# PROBLEM TO SOLVE
Arrange the lines of the records as a numbered list, from the line that contains "# locate roof: put a pin on each instance." through the end of the records, both ends included and blank lines left out. Leave the pictures out of the answer.

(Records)
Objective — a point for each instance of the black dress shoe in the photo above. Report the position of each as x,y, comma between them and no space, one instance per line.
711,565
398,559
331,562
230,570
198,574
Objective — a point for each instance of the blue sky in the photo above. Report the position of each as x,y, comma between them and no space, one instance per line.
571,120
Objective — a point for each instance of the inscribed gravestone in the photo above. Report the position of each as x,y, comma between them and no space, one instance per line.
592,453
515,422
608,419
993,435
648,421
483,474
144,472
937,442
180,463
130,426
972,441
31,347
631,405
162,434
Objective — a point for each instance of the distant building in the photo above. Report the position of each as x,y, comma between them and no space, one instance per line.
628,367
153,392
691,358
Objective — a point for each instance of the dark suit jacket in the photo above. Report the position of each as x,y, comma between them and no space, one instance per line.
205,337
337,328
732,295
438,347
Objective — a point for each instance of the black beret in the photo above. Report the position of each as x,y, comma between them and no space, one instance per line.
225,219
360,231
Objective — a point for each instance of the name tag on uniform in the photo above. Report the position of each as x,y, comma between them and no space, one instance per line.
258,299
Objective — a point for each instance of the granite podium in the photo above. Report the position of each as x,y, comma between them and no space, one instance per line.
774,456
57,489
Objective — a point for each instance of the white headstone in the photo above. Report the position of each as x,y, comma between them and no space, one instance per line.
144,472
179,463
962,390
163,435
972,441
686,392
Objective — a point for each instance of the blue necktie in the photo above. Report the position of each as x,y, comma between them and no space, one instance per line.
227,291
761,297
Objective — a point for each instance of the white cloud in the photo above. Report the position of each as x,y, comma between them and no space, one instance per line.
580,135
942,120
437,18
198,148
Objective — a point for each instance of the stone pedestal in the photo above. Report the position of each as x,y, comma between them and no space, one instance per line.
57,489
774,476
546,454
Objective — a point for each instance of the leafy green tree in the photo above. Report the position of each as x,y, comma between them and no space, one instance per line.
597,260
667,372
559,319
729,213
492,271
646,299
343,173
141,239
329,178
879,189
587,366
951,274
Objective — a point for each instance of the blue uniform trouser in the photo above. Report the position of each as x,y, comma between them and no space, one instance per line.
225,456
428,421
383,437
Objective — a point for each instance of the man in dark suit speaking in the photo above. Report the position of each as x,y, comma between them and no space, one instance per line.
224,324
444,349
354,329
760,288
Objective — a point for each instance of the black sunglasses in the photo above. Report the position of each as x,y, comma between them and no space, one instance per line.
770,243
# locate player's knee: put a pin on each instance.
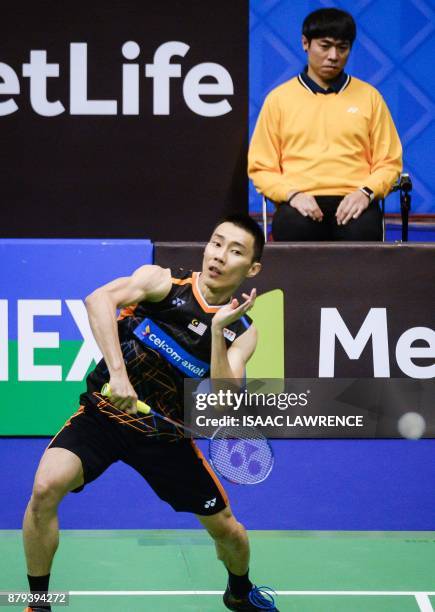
(226, 527)
(46, 495)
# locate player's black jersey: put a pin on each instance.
(164, 342)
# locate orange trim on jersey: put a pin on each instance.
(67, 423)
(127, 311)
(210, 471)
(181, 281)
(201, 301)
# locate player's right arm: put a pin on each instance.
(150, 283)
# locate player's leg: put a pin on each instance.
(59, 472)
(231, 540)
(232, 548)
(180, 475)
(87, 445)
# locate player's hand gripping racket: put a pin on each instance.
(241, 456)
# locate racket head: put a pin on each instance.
(241, 456)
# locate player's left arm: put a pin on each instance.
(230, 363)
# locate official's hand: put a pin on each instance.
(307, 206)
(351, 207)
(123, 396)
(233, 311)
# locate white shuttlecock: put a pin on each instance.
(411, 425)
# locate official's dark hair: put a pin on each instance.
(329, 22)
(249, 225)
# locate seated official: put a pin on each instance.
(325, 147)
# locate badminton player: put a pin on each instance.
(164, 314)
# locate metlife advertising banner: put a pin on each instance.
(123, 119)
(349, 328)
(46, 345)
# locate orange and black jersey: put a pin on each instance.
(164, 342)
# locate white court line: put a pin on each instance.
(423, 602)
(421, 597)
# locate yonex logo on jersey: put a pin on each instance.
(210, 503)
(178, 302)
(154, 337)
(198, 327)
(229, 335)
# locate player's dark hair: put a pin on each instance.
(330, 22)
(249, 225)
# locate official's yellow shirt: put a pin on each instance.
(324, 144)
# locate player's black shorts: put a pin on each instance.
(175, 469)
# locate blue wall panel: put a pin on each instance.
(394, 51)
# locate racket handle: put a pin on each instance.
(143, 408)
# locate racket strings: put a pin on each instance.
(243, 456)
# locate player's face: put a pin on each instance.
(327, 57)
(228, 257)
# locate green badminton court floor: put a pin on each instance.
(167, 571)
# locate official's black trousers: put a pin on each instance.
(289, 225)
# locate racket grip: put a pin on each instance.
(143, 408)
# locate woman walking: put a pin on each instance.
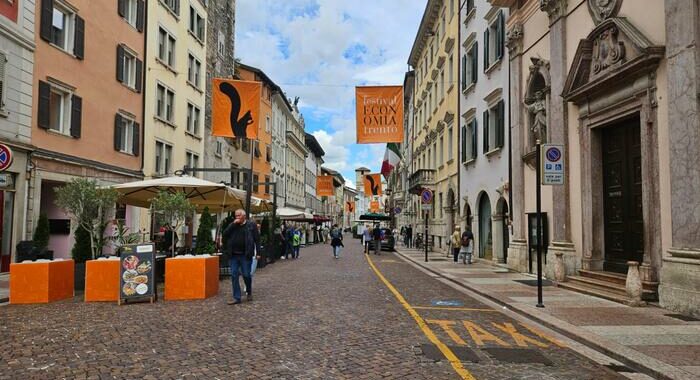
(336, 241)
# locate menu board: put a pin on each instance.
(137, 272)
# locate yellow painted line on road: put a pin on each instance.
(452, 308)
(454, 361)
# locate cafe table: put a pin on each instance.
(189, 277)
(102, 279)
(41, 281)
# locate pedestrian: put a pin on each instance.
(336, 241)
(467, 243)
(243, 242)
(296, 243)
(456, 243)
(377, 236)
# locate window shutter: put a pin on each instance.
(486, 131)
(474, 140)
(475, 62)
(464, 72)
(140, 15)
(46, 19)
(121, 7)
(120, 63)
(79, 47)
(76, 116)
(117, 132)
(500, 127)
(44, 105)
(486, 49)
(139, 75)
(136, 134)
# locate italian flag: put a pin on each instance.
(391, 159)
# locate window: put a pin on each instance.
(194, 69)
(163, 158)
(165, 99)
(494, 39)
(193, 119)
(494, 124)
(126, 135)
(60, 110)
(172, 5)
(450, 141)
(166, 48)
(129, 68)
(219, 148)
(196, 24)
(133, 12)
(191, 160)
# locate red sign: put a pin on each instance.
(5, 157)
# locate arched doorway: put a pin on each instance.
(485, 235)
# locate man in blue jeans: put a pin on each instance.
(243, 241)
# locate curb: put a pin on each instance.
(635, 360)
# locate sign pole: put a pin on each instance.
(539, 223)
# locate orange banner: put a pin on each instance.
(373, 184)
(324, 186)
(236, 108)
(379, 114)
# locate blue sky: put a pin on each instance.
(320, 50)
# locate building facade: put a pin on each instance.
(434, 57)
(174, 88)
(295, 158)
(483, 121)
(76, 129)
(16, 82)
(313, 168)
(220, 152)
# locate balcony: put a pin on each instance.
(421, 178)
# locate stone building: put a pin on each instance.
(617, 85)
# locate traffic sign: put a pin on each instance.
(5, 157)
(426, 196)
(552, 164)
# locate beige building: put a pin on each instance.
(434, 57)
(175, 86)
(608, 81)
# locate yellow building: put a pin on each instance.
(434, 57)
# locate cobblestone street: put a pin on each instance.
(313, 318)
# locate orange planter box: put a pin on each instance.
(101, 280)
(41, 282)
(191, 278)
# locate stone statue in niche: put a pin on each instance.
(537, 109)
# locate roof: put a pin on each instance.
(313, 145)
(267, 80)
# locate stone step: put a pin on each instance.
(618, 278)
(594, 291)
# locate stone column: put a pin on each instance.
(680, 273)
(517, 249)
(557, 126)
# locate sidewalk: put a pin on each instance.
(649, 339)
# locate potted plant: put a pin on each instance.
(175, 208)
(205, 242)
(88, 204)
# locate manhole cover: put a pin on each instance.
(518, 355)
(447, 303)
(682, 317)
(462, 353)
(534, 282)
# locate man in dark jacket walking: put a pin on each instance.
(243, 241)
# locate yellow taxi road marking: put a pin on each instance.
(452, 308)
(454, 361)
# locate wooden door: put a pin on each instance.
(622, 195)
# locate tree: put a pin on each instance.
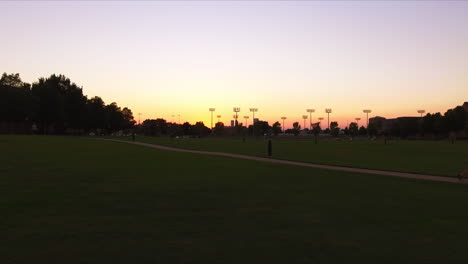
(95, 116)
(456, 119)
(372, 129)
(296, 128)
(261, 128)
(15, 98)
(113, 117)
(200, 129)
(187, 129)
(362, 131)
(316, 130)
(334, 129)
(276, 128)
(353, 129)
(219, 128)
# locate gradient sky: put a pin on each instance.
(170, 58)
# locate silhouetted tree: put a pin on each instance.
(261, 128)
(372, 129)
(456, 119)
(16, 102)
(187, 129)
(353, 129)
(276, 128)
(362, 131)
(219, 129)
(199, 129)
(334, 129)
(296, 128)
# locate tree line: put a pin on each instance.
(57, 105)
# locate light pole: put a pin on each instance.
(328, 111)
(236, 110)
(421, 112)
(357, 120)
(253, 110)
(211, 110)
(367, 111)
(305, 118)
(284, 129)
(310, 111)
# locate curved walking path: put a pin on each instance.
(297, 163)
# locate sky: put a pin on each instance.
(165, 59)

# TASK SOLUTION
1. # locate roof: put a pin on each instance.
2. (313, 145)
3. (267, 80)
4. # locate stone step: put a pin on each instance.
5. (618, 278)
6. (594, 291)
7. # locate stone column: put a pin on each instance.
8. (680, 273)
9. (517, 249)
10. (557, 126)
11. # locate sidewalk: put a pin on each instance.
12. (649, 339)
13. # locate potted plant: put a pin on each instance.
14. (175, 208)
15. (205, 242)
16. (88, 204)
17. # locate manhole cover: put a pin on each instance.
18. (518, 355)
19. (447, 303)
20. (682, 317)
21. (462, 353)
22. (534, 282)
23. # locate man in dark jacket walking: put a pin on each instance.
24. (243, 241)
25. # locate yellow taxi road marking: put a pin on each instance.
26. (452, 308)
27. (454, 361)
28. # locate wooden door: put a pin on each instance.
29. (622, 195)
30. # locate tree: put a pin on each instance.
31. (95, 116)
32. (456, 119)
33. (372, 129)
34. (296, 128)
35. (261, 128)
36. (15, 98)
37. (113, 117)
38. (200, 129)
39. (187, 129)
40. (362, 131)
41. (316, 130)
42. (334, 129)
43. (276, 128)
44. (353, 129)
45. (219, 128)
46. # locate gradient sky: put a pin on each instance.
47. (170, 58)
48. # locate silhouetted tree: put a pin on each instance.
49. (261, 128)
50. (372, 129)
51. (456, 119)
52. (16, 102)
53. (187, 129)
54. (353, 129)
55. (276, 128)
56. (362, 131)
57. (219, 129)
58. (199, 129)
59. (334, 129)
60. (296, 128)
61. # locate tree line: put a pin on each instance.
62. (57, 105)
63. # locate light pole: put a pin on each instance.
64. (328, 111)
65. (236, 110)
66. (421, 112)
67. (357, 120)
68. (253, 110)
69. (211, 110)
70. (367, 111)
71. (305, 118)
72. (284, 129)
73. (310, 111)
74. # locate curved walking path: put a pin on each instance.
75. (297, 163)
76. # locate sky: put a pin on each instance.
77. (165, 59)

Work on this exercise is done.